*MATERIAL FOR THE TASK:*
---+---

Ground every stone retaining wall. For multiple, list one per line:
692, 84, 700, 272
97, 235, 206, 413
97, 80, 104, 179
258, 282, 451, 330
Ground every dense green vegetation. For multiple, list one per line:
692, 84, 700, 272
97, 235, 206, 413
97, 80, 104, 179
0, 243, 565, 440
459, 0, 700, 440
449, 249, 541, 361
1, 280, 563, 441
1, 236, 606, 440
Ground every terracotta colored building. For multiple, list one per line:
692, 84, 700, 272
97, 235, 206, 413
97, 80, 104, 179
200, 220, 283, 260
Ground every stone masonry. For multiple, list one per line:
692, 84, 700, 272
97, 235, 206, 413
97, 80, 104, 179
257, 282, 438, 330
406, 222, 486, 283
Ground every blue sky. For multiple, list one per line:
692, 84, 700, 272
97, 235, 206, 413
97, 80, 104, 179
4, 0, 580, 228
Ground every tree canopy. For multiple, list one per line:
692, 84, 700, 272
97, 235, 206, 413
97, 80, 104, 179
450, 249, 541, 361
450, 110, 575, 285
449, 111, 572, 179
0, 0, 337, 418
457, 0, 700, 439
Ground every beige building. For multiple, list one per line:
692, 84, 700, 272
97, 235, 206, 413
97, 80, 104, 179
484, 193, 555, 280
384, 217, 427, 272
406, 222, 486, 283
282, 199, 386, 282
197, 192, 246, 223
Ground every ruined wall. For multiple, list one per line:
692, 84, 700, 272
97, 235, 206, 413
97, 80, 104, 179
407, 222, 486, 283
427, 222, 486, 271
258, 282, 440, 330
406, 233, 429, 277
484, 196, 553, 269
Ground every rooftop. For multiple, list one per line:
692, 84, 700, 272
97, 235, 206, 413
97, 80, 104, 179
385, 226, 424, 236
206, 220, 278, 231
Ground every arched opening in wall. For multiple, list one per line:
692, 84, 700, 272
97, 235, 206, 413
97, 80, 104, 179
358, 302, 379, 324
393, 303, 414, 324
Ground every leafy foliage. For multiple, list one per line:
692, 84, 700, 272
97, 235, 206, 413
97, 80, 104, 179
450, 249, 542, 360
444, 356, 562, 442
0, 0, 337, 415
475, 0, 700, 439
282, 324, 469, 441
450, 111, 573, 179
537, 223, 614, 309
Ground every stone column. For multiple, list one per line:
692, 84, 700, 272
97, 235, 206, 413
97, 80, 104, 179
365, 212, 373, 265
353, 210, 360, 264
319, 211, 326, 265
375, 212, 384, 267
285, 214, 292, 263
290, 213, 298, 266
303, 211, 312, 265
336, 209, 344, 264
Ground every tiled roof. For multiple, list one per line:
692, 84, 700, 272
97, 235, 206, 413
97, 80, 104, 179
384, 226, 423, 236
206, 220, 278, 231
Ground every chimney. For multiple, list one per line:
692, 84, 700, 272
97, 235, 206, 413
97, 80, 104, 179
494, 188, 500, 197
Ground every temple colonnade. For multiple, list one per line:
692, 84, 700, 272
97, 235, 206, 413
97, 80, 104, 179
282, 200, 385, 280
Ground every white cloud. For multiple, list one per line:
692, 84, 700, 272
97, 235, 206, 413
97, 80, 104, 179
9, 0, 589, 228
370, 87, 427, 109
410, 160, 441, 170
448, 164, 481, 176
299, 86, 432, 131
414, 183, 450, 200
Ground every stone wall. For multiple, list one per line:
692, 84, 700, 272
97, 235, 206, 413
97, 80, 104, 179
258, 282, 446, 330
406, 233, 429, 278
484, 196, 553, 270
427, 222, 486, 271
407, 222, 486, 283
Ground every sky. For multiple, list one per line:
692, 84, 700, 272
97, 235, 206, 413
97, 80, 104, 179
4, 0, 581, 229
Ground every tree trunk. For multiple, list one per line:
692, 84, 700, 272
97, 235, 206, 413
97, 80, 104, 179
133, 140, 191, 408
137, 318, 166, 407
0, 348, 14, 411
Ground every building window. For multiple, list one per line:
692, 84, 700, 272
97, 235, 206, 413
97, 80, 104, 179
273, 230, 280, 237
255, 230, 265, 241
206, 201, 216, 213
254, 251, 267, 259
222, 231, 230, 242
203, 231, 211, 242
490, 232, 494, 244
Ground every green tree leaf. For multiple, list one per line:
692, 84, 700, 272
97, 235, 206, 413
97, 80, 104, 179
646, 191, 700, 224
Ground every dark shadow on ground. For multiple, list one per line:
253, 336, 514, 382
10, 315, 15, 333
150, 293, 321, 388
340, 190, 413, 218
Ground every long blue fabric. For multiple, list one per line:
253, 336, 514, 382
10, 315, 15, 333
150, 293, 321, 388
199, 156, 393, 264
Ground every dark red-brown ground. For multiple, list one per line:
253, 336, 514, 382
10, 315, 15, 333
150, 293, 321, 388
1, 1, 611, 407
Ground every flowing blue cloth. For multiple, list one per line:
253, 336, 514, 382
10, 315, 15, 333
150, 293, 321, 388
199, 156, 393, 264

---+---

*WHAT YOU HAVE TO DO:* Set down the data once more, word for word.

*TASK RESULT:*
Ground every stone retaining wall. For multiple, list one per line:
692, 84, 700, 272
97, 235, 206, 413
97, 80, 104, 179
258, 282, 451, 330
Ground every dense green vegetation. For multiple, list one per line:
692, 84, 700, 272
97, 235, 206, 413
97, 80, 104, 179
0, 243, 565, 440
459, 0, 700, 440
449, 249, 541, 361
1, 280, 563, 441
1, 236, 606, 440
Ground every terracotta colored building. For multiple, list one per line:
692, 84, 700, 272
97, 235, 206, 413
97, 80, 104, 179
200, 220, 283, 260
Ground every stone masonry. For multiple, list one per line:
692, 84, 700, 272
97, 235, 206, 413
97, 80, 104, 179
257, 282, 438, 330
406, 222, 486, 283
Ground every blue sky. For multiple, list one per line:
692, 84, 700, 272
97, 235, 206, 413
97, 80, 104, 179
4, 0, 580, 228
Ground every tree canopy. For multiple, list one per line:
692, 84, 700, 272
97, 235, 206, 413
97, 80, 104, 179
450, 249, 541, 361
450, 110, 575, 285
449, 111, 572, 179
0, 0, 337, 418
457, 0, 700, 439
Ground every beige building. For multiple, list one per line:
692, 84, 700, 272
97, 235, 206, 413
97, 80, 104, 179
484, 193, 555, 280
384, 217, 427, 272
406, 222, 486, 283
282, 199, 386, 282
197, 192, 246, 223
Ground every ruined wall. For multiple, list one per line:
692, 84, 700, 272
97, 235, 206, 413
97, 80, 104, 179
407, 222, 486, 283
427, 222, 486, 271
258, 282, 440, 330
406, 233, 429, 277
484, 196, 553, 269
Ground every rooftop. For multiple, list one per line:
692, 84, 700, 272
97, 235, 206, 413
97, 80, 104, 179
385, 226, 424, 236
206, 220, 278, 231
Ground every arched opening in wall. For multiple, list one per line:
692, 84, 700, 272
97, 235, 206, 413
97, 80, 104, 179
358, 302, 379, 324
393, 303, 414, 324
Ground every leafy foliage. For multiple, list one per line:
692, 84, 700, 272
97, 235, 206, 413
97, 80, 104, 179
450, 249, 542, 360
444, 356, 562, 442
0, 0, 337, 415
475, 0, 700, 439
282, 324, 469, 441
450, 111, 573, 179
537, 223, 614, 309
Ground every stone column. For multiple, list one per line:
692, 84, 700, 272
97, 235, 206, 413
97, 80, 104, 179
365, 212, 373, 265
353, 210, 360, 264
319, 211, 326, 265
375, 212, 384, 267
285, 214, 292, 263
290, 213, 298, 266
303, 211, 312, 265
336, 209, 344, 264
Ground every tiled roof. For multiple, list one per line:
692, 84, 700, 272
97, 235, 206, 413
97, 80, 104, 179
384, 226, 423, 236
206, 220, 278, 231
Ground every chimney. For multiple, list one per line:
692, 84, 700, 272
97, 235, 206, 413
97, 80, 104, 179
494, 188, 500, 197
Ground every temple colonnade. For multiple, list one per line:
692, 84, 700, 272
97, 235, 206, 413
97, 80, 104, 179
282, 200, 385, 280
Ground every white cloud. For multiple, list one per line:
692, 84, 700, 272
97, 235, 206, 413
97, 80, 104, 179
9, 0, 589, 228
370, 87, 427, 109
410, 160, 441, 170
448, 164, 481, 176
299, 86, 432, 131
414, 183, 450, 200
Ground every stone wall. For multiple, list one per line:
692, 84, 700, 272
97, 235, 206, 413
97, 80, 104, 179
258, 282, 446, 330
406, 233, 429, 278
484, 196, 553, 270
427, 222, 486, 271
407, 222, 486, 283
Ground every sky. For multiple, list one per line:
692, 84, 700, 272
97, 235, 206, 413
97, 80, 104, 179
4, 0, 581, 229
Ground every tree trunk. For multiple, list one per line:
692, 84, 700, 272
97, 235, 206, 413
97, 80, 104, 179
133, 140, 191, 408
137, 318, 166, 407
0, 348, 14, 411
Ground every building window. For multiple, list one per line:
692, 84, 700, 272
97, 235, 206, 413
97, 80, 104, 179
273, 230, 280, 237
255, 230, 265, 241
206, 201, 216, 213
254, 251, 267, 259
222, 231, 230, 242
203, 231, 211, 242
490, 232, 494, 244
Ground every green tree leaf. For multiple, list one per line:
692, 84, 700, 272
97, 235, 206, 413
97, 80, 104, 179
646, 191, 700, 224
Ground every dark shadow on ground. For multiple, list one per line:
253, 336, 514, 382
10, 315, 15, 333
150, 293, 321, 388
340, 190, 413, 218
Ground every long blue fabric. For multiple, list one per line:
253, 336, 514, 382
10, 315, 15, 333
150, 293, 321, 388
199, 156, 393, 264
Ground every dark red-brown ground. For multiple, list one per line:
253, 336, 514, 382
10, 315, 15, 333
150, 293, 321, 388
1, 1, 611, 407
Ground every flowing blue cloth. For multiple, list one per line:
253, 336, 514, 382
10, 315, 15, 333
150, 293, 321, 388
199, 156, 393, 264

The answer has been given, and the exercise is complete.